[Problème 1] Reformulez sous forme de liste le paragraphe de l'extrait qui commence par « Cette collaboration prend la forme », en conservant ses faits principaux.
##### Extrait à lire #####
Cet ouvrage est le fruit d’une collaboration menée sous la direction de Clément Therme, historien spécialiste de l’Iran contemporain et membre de l’équipe « Savoirs nucléaires » du CERI à Sciences Po Paris. L’ambition de cet ouvrage, et qui est largement réalisée, est d’offrir un panorama complet de la politique étrangère menée par l’Iran, du Moyen-Orient à l’Amérique latine.

 

Cette collaboration prend la forme d’une collection d’articles courts et synthétiques sur des thématiques et des pays précis de la politique étrangère iranienne. Si les grandes puissances font l’objet d’articles spécifiques, quelques auteurs proposent des analyses originales sur des espaces souvent méconnus où se déploie la géopolitique de l’Iran, comme l’Afrique subsaharienne et l’Amérique latine. Clément Therme souhaite ainsi interroger la capacité de la République islamique d’Iran à mettre en œuvre son ambition d’indépendance sur la scène internationale alors que le pays reste fortement marqué par la révolution de 1979, laquelle a engendré une forme originale de nationalisme.
##### Entrées fournies #####
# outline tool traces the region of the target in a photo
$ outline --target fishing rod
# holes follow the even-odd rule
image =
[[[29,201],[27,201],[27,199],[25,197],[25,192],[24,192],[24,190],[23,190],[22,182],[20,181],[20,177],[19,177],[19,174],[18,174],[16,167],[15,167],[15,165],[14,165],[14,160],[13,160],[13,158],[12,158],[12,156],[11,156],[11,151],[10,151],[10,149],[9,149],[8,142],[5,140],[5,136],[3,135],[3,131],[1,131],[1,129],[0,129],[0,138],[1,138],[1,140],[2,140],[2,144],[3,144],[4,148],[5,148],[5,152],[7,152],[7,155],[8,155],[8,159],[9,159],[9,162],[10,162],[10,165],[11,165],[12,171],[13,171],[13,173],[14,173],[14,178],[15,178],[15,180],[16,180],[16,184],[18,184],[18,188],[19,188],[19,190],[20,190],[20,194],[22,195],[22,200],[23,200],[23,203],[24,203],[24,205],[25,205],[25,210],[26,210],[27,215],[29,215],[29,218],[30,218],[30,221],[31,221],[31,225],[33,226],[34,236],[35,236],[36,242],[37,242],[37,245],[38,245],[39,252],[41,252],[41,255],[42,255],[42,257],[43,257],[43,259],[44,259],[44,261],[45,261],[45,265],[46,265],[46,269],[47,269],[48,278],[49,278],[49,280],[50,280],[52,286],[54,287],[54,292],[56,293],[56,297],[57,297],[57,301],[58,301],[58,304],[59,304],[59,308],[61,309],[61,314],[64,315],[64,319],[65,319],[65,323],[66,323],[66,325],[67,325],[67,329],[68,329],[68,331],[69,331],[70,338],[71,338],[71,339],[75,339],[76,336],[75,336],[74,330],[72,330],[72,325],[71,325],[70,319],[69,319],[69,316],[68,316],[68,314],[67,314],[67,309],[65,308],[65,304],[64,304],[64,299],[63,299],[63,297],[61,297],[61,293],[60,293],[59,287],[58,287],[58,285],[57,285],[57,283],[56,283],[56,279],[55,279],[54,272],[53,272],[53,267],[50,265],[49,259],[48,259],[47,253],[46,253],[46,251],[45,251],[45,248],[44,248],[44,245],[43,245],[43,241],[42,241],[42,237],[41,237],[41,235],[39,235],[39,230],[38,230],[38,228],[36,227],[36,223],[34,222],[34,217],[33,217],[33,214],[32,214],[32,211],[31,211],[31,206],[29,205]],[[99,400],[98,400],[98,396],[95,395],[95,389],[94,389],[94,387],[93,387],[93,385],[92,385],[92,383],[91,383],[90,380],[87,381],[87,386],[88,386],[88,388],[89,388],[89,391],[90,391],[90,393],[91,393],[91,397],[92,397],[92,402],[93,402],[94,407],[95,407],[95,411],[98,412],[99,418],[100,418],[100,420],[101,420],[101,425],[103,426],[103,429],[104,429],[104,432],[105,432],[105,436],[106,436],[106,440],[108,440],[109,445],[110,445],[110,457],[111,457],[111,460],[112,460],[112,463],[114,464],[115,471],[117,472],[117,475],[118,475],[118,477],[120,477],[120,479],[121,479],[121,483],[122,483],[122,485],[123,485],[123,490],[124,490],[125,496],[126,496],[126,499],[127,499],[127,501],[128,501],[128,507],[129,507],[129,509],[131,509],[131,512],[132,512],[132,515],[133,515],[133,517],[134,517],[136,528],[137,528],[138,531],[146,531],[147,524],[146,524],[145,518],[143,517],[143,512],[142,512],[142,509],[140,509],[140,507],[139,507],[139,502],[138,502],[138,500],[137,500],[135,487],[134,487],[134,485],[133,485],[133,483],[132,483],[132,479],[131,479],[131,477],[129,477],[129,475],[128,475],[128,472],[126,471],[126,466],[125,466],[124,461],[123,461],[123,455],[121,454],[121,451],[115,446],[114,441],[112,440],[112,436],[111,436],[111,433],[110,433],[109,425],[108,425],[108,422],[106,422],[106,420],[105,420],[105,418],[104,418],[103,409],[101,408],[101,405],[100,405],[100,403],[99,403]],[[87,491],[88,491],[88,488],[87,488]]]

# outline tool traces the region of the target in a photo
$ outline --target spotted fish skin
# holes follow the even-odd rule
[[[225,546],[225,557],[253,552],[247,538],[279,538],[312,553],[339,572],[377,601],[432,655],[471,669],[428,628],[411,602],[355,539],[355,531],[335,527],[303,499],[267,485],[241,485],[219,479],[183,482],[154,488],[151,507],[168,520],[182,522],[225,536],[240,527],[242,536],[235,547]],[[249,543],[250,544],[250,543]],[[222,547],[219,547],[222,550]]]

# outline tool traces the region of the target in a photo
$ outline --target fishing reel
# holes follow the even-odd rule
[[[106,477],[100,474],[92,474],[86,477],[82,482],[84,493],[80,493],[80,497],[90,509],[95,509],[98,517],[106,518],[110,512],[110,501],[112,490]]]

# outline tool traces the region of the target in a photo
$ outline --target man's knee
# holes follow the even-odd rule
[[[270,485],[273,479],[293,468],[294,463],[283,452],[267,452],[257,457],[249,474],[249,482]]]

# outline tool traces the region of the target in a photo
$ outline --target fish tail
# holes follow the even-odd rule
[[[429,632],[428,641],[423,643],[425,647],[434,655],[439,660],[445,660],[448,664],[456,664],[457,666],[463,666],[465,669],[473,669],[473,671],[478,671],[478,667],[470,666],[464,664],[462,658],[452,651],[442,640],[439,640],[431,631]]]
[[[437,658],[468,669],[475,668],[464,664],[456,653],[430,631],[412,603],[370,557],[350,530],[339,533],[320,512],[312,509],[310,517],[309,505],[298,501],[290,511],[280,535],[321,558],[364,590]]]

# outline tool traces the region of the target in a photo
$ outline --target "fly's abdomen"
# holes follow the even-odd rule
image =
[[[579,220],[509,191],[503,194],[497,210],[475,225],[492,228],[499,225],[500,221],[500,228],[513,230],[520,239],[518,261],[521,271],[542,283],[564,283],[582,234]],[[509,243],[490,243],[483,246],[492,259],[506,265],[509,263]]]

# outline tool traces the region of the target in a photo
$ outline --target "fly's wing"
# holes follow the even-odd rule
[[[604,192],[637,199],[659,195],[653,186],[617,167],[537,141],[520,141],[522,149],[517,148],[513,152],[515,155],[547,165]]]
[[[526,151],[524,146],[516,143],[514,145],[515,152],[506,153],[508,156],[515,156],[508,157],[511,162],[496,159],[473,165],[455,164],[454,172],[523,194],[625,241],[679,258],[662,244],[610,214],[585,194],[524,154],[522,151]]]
#####
##### Entrées fournies #####
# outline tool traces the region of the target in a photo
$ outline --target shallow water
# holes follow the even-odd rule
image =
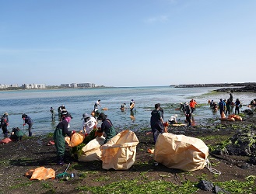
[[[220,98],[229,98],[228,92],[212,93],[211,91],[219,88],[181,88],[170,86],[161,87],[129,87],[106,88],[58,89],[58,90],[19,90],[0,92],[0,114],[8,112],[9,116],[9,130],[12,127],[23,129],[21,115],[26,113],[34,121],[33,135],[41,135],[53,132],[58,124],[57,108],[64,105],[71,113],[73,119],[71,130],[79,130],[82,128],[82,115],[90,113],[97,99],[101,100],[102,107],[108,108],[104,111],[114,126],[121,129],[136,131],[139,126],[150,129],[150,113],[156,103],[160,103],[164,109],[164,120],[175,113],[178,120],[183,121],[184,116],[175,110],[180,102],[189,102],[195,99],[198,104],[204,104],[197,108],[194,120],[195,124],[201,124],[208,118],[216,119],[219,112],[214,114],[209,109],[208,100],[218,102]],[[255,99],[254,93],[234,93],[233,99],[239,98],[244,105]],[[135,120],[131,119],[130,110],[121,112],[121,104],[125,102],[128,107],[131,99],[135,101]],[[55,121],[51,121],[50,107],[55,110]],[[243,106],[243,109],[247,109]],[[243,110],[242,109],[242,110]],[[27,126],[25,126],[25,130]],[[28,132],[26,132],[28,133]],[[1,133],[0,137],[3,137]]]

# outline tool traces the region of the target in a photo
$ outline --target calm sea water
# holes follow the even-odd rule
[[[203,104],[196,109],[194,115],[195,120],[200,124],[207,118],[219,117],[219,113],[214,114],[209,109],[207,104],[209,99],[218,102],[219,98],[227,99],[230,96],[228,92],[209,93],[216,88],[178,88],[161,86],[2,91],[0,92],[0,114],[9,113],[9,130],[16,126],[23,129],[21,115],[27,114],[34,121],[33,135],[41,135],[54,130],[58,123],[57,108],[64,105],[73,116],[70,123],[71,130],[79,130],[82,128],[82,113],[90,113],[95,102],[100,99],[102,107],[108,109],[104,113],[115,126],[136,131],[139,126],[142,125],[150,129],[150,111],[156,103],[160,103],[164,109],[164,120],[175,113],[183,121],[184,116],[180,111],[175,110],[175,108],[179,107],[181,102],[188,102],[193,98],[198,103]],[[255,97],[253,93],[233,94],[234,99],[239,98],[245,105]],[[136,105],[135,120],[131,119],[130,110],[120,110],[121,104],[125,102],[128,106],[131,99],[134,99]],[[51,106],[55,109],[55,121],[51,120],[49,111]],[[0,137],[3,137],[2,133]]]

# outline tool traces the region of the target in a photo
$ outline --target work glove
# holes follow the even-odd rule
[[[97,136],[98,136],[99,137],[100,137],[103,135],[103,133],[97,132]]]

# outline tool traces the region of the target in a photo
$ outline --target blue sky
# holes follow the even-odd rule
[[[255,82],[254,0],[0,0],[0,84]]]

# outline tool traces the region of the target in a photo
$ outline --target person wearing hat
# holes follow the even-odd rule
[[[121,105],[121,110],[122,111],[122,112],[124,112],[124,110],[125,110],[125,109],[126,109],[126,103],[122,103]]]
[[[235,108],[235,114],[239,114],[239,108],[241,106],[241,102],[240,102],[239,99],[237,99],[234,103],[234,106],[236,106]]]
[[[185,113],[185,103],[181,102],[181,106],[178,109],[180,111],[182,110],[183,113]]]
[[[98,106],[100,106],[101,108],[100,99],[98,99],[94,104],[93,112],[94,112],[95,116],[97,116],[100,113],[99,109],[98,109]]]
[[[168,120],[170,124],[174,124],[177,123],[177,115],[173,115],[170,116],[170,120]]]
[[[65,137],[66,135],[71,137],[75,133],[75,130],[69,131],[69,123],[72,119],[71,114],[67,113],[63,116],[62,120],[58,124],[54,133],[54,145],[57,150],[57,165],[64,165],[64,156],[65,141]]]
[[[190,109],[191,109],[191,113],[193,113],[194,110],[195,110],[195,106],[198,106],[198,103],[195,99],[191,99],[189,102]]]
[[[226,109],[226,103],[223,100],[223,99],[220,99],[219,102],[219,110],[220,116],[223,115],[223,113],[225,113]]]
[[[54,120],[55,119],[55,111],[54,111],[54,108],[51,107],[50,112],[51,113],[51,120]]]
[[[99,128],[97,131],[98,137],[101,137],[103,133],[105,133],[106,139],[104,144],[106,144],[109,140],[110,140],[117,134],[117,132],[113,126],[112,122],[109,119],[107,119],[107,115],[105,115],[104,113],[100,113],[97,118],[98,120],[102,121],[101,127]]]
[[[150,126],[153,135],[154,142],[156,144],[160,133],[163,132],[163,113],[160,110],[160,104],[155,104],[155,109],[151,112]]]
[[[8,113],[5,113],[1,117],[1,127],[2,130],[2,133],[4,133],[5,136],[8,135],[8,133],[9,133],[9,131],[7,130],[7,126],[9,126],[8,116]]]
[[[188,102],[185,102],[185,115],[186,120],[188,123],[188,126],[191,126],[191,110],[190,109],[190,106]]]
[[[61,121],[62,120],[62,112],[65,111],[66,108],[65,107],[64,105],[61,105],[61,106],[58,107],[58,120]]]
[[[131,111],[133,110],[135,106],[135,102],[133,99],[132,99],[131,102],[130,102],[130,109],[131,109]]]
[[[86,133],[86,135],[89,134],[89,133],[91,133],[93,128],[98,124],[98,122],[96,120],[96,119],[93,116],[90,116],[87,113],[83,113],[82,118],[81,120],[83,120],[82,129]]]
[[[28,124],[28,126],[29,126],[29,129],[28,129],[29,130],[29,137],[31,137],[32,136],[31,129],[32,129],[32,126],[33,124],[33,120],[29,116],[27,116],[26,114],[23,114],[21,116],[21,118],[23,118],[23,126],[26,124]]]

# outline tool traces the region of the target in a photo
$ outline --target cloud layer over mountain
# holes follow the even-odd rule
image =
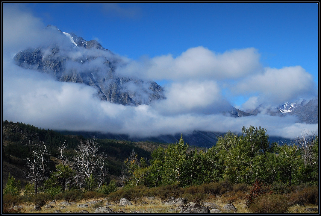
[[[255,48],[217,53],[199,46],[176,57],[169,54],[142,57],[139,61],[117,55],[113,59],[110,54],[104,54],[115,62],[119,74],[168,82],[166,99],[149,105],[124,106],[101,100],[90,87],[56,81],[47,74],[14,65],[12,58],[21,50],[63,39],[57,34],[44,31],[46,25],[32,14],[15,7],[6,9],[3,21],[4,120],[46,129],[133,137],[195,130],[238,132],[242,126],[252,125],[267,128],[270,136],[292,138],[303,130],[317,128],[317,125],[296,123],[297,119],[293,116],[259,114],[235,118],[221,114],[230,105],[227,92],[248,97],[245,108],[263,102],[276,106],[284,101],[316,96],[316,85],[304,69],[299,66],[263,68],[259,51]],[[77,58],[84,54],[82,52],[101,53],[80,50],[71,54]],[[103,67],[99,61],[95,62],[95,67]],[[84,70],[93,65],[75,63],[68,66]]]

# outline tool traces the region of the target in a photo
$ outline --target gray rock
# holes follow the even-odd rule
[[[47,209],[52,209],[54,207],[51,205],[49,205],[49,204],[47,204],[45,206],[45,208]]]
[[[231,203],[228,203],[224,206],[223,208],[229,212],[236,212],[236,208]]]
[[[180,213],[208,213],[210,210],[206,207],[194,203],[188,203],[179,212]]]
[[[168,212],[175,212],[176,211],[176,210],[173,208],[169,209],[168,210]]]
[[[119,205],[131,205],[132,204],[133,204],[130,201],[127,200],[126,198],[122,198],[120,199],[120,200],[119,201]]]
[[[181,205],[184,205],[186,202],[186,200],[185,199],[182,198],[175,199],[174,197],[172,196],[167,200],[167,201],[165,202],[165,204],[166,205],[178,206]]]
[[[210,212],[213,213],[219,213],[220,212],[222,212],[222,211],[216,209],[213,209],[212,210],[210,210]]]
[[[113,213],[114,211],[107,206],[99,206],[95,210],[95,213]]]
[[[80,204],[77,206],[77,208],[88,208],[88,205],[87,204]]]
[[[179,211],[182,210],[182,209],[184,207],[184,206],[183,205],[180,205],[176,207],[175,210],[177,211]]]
#####
[Problème 2] Affichez toutes les lignes de la liste ci-dessus qui contiennent la chaîne « fishing », en tenant compte de la casse.

[Résultat attendu 1]
- L'ouvrage se présente comme une collection d'articles courts et synthétiques consacrés à des thématiques et à des pays précis de la politique étrangère iranienne.
- Les grandes puissances font l'objet d'articles spécifiques.
- Quelques auteurs analysent des espaces souvent méconnus de la géopolitique iranienne, comme l'Afrique subsaharienne et l'Amérique latine.
- Clément Therme interroge la capacité de la République islamique d'Iran à mettre en œuvre son ambition d'indépendance sur la scène internationale.
- Le pays reste fortement marqué par la révolution de 1979, qui a engendré une forme originale de nationalisme.

[Résultat attendu 2]
$ outline --target fishing rod
$ outline --target fishing reel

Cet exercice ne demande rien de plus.